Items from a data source
---*---
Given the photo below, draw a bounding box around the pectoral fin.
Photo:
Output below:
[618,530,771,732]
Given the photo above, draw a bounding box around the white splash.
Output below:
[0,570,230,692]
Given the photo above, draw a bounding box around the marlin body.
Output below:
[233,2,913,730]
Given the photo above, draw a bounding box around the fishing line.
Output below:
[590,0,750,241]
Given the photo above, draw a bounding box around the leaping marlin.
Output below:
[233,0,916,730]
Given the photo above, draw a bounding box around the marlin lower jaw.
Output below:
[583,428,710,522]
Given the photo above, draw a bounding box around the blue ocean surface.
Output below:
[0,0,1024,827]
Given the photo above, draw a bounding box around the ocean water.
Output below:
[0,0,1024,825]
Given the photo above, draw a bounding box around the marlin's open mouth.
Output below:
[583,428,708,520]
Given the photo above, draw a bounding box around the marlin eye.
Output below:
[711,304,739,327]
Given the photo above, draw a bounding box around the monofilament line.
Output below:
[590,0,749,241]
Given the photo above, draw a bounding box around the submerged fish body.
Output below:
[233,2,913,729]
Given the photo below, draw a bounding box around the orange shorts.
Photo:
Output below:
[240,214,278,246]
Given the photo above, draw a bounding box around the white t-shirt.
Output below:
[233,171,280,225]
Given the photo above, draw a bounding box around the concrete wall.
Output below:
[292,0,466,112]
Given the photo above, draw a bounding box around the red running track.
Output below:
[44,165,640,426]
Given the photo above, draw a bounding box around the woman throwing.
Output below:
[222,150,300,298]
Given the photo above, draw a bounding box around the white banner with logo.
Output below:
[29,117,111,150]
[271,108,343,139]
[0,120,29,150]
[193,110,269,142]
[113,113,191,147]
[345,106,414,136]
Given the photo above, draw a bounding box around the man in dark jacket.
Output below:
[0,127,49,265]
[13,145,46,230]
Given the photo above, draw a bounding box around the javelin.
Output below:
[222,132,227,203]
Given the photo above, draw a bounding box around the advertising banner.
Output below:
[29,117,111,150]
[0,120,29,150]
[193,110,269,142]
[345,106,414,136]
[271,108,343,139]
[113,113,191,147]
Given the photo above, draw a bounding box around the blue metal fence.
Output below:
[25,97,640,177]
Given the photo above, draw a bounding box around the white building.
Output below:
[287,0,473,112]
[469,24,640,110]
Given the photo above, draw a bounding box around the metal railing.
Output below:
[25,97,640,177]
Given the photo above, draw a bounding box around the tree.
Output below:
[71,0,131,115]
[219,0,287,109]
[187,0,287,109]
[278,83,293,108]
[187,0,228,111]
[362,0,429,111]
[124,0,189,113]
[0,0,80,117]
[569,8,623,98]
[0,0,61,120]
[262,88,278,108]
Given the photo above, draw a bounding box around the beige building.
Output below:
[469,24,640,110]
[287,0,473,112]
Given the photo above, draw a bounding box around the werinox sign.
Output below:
---*---
Rewrite the data from the line containing "blue metal fence." through the end of the data, keeping every line, requests included. Multiply each bounding box coordinate in the answers by 2.15 and round to whole numbers, rounding halves up.

Given the photo above, draw a bounding box around the blue metal fence.
Output below:
[54,209,1376,381]
Given the photo above, draw a bounding box around the white building.
Output below:
[617,0,1017,241]
[1008,52,1376,237]
Given the photo above, draw a bounding box around the metal railing.
Output below:
[54,209,1376,381]
Given the photo above, draw a bounding box around the tree.
Output below:
[153,0,282,247]
[471,0,617,234]
[402,0,617,234]
[598,178,630,232]
[402,0,490,239]
[778,0,922,239]
[267,0,406,243]
[0,0,172,252]
[1223,17,1339,211]
[0,0,131,258]
[563,189,598,232]
Given the photo above, draw a bounding box around the beige building.
Output below:
[1008,52,1376,237]
[617,0,1017,241]
Given the photo above, draw a bounding box around the werinox sign.
Output below:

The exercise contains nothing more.